» Required task 1:
Turn the entries, from the line that contains "Target: bush" through the end of the data items, into a numbered list with blank lines dropped. Leave the pictures out.
----- Selected passage -----
In interviews, his old moniker holds fast. Word among reporters is that Reeves' M.O. for avoiding personal probes is to play dumb - as dumb as his breakthrough character in Bill & Ted's Excellent Adventure - and mutter "I don't know."
During an interview to promote his new film, Chain Reaction (opening Friday), the 31-year-old, cocoa-eyed six-footer is happy to discuss Reaction's eco-chic plot, which involves the multifarious conspiracies that develop after the discovery of a clean, cheap energy source.
But ask a personal question and sure enough, he goes blank and says, "I don't know." In fact, he says it a lot.
Like Speed, which shoved Reeves to megastar status, Reaction is an action-suspense flick - lots of running, jumping and climbing punctuated by explosions. Reeves trained hard for Speed, but this time he didn't lift a pinky.
"I wanted to look kind of heavy, had my hair long and greasy, a little bit of a beard. Even the way I run, I tried to make it like someone who doesn't run much."
At a seaside resort, Reeves, looking natty in a baggy gray suit and T-shirt, with shorter, cleaner hair and less of a double chin than in the film, explains the inexplicable: Why he turned down a reported $11 million for Speed 2.
"I was lucky I could afford to make that decision and make an artistic choice, as opposed to a monetary choice. If I was broke, I don't know what I would have done. It would have been even harder."
Will he ever regret it?
"No, I'll never second-guess that decision, because I'm happy."
As the interview takes the inevitable personal turn, Reeves gets antsy. He avoids eye contact, shuffles his feet and squirms in his chair like a kid called to the principal's office.
Asked to respond to words used to describe him, he snaps: "Oh, you want to play a game?"
He slams himself back in his chair. His gaze goes blank, his monotone voice falling even flatter. Why, he's channeling Ted!
Introspective? "Yeah, sure, of course. It's part of me."
Enigmatic? "That's something exterior. I have no idea."
Curious? "Yes. I'm a very curious person."
A risk-taker? "Sometimes."
A nomad? "Yeah, I'm pretty itinerant."
Vulnerable? "Sometimes. It depends. Certainly I'm less vulnerable than when I was 5."
Who's your best friend? "Who's my best friend?" he repeats, looking as horrified as if he'd been asked the size of his sex organs. "You want me to tell you names? I don't have a best friend. I have a few close friends."
Earliest childhood memory? "My - Uh... I don't know."
He's got no childhood memory after being born Sept. 2, 1964, in Beirut to what he calls "bohemian" globe-trotter parents, a Hawaiian-Chinese dad and British mom?
"No, I don't." He clears his throat, lights a cigarette and exhales a loud cloud. "Are you trying to get a personal profile?" he barks, exasperated. When it's explained that an interview requires a few personal queries, he turns condescending. "I see. Some broad strokes."
Broad strokes on Reeves are that his name in Hawaiian means "cool breeze over the mountains." He decided to become an actor, moved from Toronto to L.A. at age 17 and landed his first film role at age 21 in River's Edge.
It was his dim dude in Bill & Ted's Excellent Adventure that propelled him to fame in 1989. He was so convincing as stoner Ted that the identity stuck.
"I've got fairly expressive mannerisms, and sometimes my vernacular is kinda wacky," he says, trying to explain why. "That's my idea of it, those two things."
----- Data entries -----
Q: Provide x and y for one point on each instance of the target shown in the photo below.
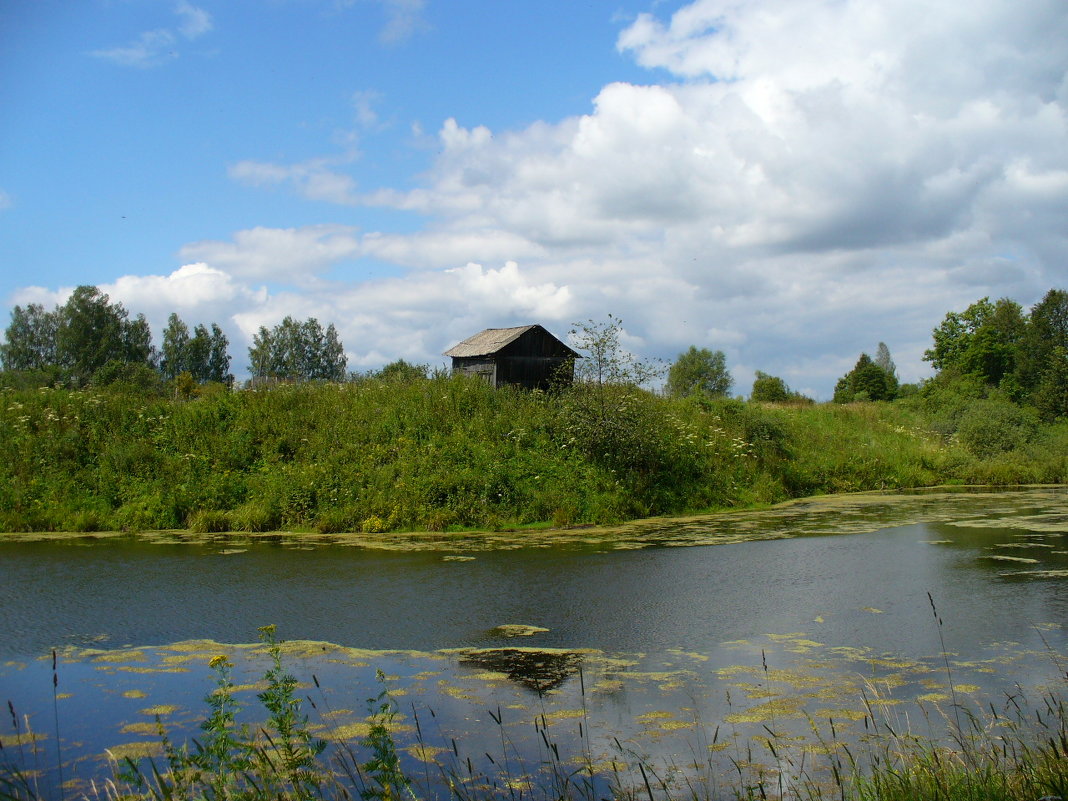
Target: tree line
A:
(90, 340)
(996, 347)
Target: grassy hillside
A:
(445, 453)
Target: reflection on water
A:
(650, 648)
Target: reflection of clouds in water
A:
(657, 703)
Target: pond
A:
(664, 638)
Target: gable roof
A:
(493, 340)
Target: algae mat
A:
(584, 705)
(843, 514)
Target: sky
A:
(790, 182)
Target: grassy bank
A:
(444, 454)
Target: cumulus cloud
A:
(313, 179)
(819, 175)
(160, 45)
(288, 255)
(815, 176)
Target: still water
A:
(673, 640)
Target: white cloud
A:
(817, 176)
(152, 48)
(288, 255)
(313, 179)
(404, 18)
(194, 21)
(822, 175)
(158, 46)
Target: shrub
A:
(253, 517)
(991, 427)
(208, 521)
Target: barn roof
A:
(492, 341)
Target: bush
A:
(991, 427)
(208, 521)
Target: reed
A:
(1014, 751)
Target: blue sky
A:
(788, 181)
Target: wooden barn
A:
(525, 356)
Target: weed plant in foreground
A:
(1015, 749)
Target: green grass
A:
(448, 454)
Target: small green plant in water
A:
(280, 759)
(388, 781)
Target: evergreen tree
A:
(30, 339)
(700, 371)
(218, 358)
(173, 361)
(769, 389)
(298, 351)
(865, 381)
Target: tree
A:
(173, 360)
(606, 361)
(298, 351)
(91, 331)
(203, 355)
(983, 341)
(769, 389)
(954, 334)
(884, 361)
(865, 381)
(218, 357)
(30, 339)
(1046, 330)
(700, 371)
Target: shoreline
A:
(796, 517)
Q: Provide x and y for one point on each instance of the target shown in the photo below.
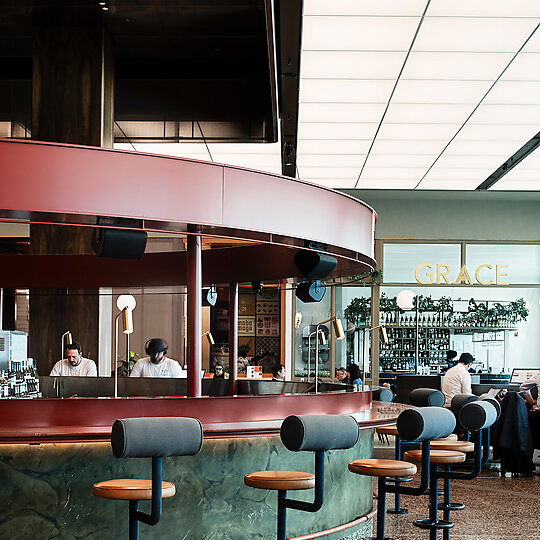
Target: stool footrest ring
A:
-----
» Required task 2:
Based on the Reeves profile above, mark each statement yes or no and quote the words that decide it: (a) Reeves trained hard for Chain Reaction. (b) Reeves was born in Beirut. (c) Reeves says he has a best friend.

» Problem solution 1:
1. Target: bush
2. A:
3. (991, 427)
4. (208, 521)
5. Target: reed
6. A:
7. (1014, 751)
8. Target: blue sky
9. A:
10. (788, 181)
11. Target: wooden barn
12. A:
13. (525, 356)
14. Target: weed plant in foreground
15. A:
16. (1015, 749)
17. Target: green grass
18. A:
19. (448, 454)
20. Target: small green plant in water
21. A:
22. (280, 759)
23. (388, 781)
24. Target: evergreen tree
25. A:
26. (30, 339)
27. (700, 371)
28. (218, 358)
29. (173, 361)
30. (769, 389)
31. (298, 351)
32. (865, 381)
33. Target: tree
34. A:
35. (173, 360)
36. (606, 361)
37. (298, 351)
38. (91, 331)
39. (203, 355)
40. (983, 341)
41. (769, 389)
42. (954, 334)
43. (884, 361)
44. (865, 381)
45. (218, 357)
46. (30, 339)
47. (1046, 330)
48. (700, 371)
49. Target: shoreline
50. A:
51. (796, 517)
52. Q: Provide x and y for one point on each instance of the target shown in the photo below.
53. Target: stool footrest ring
54. A:

» Problem solution 2:
(a) No: "Reeves trained hard for Speed, but this time he didn't lift a pinky."
(b) Yes: "born Sept. 2, 1964, in Beirut"
(c) No: "I don't have a best friend."